> **Explore the material**:
[1] In the article on the Arnaud family's home cooking, write out the stretch from "These women are" through "as dining out." again, swapping "real estate agents" for "architects".
[2] In the article on the Arnaud family's home cooking, why did the family move to the Washington area in the mid-1990s?
[3] Write what comes next in the article on the Arnaud family's home cooking, starting after its last sentence.
=== Page excerpt ===
The French cheeses on the platter are at a perfect room temperature as wafts of garlic and melted Gruyere fill the air. Potomac cooks Michele Arnaud and her 23-year-old daughter, Catherine Arnaud Charbonneau, are almost finished with what would be a feast in anyone else’s home.
Confit duck legs are bathing in a skillet-size pool of their own luxurious fat, with thyme and softly tanned onions. Brown-edged potato slices peek through a blanket of gratin, and a mix of frilly salad leaves glistens with homemade Dijon vinaigrette. Hot from the oven, a thin, crisp apple tart has just been kissed with an apricot glaze. There are baguettes and an open bottle of Coteaux du Languedoc 2009 and the music of Jean Ferrat, booming from the next room.
“We cook every night,” says Arnaud, 56, in the cheerful singsong of a Montreal accent. “We take a lot of time at the table: two or three hours. We love music, food, art, wine. The good things.”
These women are beautiful, lithe and graceful as they move in the kitchen. Something about this is familiar and a little exasperating. Then the words of author Mireille Guiliano bubble up. As explained in her 2004 bestseller, French women eat for pleasure. French women don’t get fat.
Michele, her husband, Albert Charbonneau, and Catherine are all real estate agents. They work, live and cook together quite happily. Arnaud: “Every time my husband says, ‘Where do you want to go out to eat?’ I say, ‘At home!’ ”
Sounds like Guiliano again: French women think dining in is as sexy as dining out.
Arnaud’s friends admire her way with food. It comes from her upbringing in Mandelieu, in southern France. Her father and mother were masters in the kitchen, she says, but Arnaud had no time to enjoy their lamb rolled with herbs or Savoy cabbage stuffed with veal, pork and beef. “I just wanted to be outside playing,” she says.
In her teens, Arnaud began to understand. “It was relaxing for my father to cook,” she says. “He would stuff quail like farci; they were so good. Or fill a whole rockfish with onions, tomatoes and potatoes. Anytime he put stuff on the table, we were eating with our eyes.”
French women care enormously about the presentation of food. It matters to them how you look at it.
Arnaud eventually moved to Montreal, where she met her husband, and became a family doctor specializing in alternative medicine. They built a pharmaceutical business and sold it; she admits to a certain restlessness that prompts her to change careers every decade or so. The family moved to the Washington area in the mid-1990s so Catherine could attend the French International School.
Catherine describes growing up in a house where her parents were always cooking together. “So I wanted to be in the kitchen, too,” she says. Unlike her mother as a child, Catherine was attentive to the proceedings. Arnaud started her off with washing dishes, but by age 10, “she was surprising us” with things she made, the mother beams.
=== Data provided ===
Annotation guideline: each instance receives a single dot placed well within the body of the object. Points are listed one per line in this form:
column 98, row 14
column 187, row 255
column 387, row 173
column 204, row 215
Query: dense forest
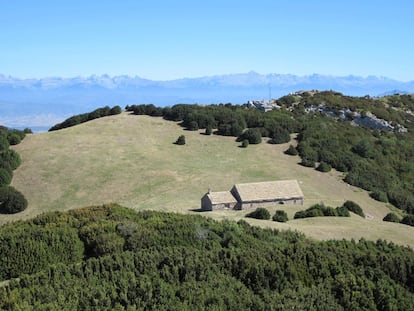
column 112, row 258
column 376, row 159
column 11, row 200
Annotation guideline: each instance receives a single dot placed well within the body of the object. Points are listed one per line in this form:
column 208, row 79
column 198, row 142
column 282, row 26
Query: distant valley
column 41, row 103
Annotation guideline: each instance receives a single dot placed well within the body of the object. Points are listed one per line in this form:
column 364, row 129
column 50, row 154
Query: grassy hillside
column 111, row 258
column 132, row 160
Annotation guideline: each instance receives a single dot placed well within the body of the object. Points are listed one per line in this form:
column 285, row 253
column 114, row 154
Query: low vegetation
column 259, row 213
column 376, row 160
column 110, row 257
column 11, row 200
column 180, row 140
column 319, row 210
column 354, row 208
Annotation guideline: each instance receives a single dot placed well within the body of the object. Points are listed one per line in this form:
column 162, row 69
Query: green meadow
===
> **Responses by item number**:
[1]
These women are beautiful, lithe and graceful as they move in the kitchen. Something about this is familiar and a little exasperating. Then the words of author Mireille Guiliano bubble up. As explained in her 2004 bestseller, French women eat for pleasure. French women don’t get fat.
Michele, her husband, Albert Charbonneau, and Catherine are all architects. They work, live and cook together quite happily. Arnaud: “Every time my husband says, ‘Where do you want to go out to eat?’ I say, ‘At home!’ ”
Sounds like Guiliano again: French women think dining in is as sexy as dining out.

[2] They moved so that Catherine could attend the French International School.

[3]
French women train their taste buds, and those of their young, at an early age.
After college, Charbonneau moved back home to work in the family business. She usually does the nightly salads and dressings. Baked salmon slathered with pesto is a specialty of hers. Arnaud keeps vinegars and oils by the stove, in a tray that Charbonneau made when she was 6. In pointing that out, they augment each other’s sentences with ease.
Food and wine fascinate the entire family. “We love to grab a group of vinegars or olive oils or cheeses or wines and sit around and taste them,” the mother says. They will search for words that express the nuances — always in French. It’s fun to tease themselves with the tastings, the daughter echoes.
Arnaud’s tight-knit group of friends sprang from the mothers who watched their high-school-age daughters play volleyball. They’ve gotten together just about every Wednesday for the past six years to spend the happy hour at various Bethesda hangouts.
Do the mother and daughter remind their friends of the women Guiliano wrote about?
“Of course!” says Christine Henck, a Bethesda massage therapist. “But you know, it’s okay. I think a lot of it’s good genes. Otherwise, it would be very unfair.”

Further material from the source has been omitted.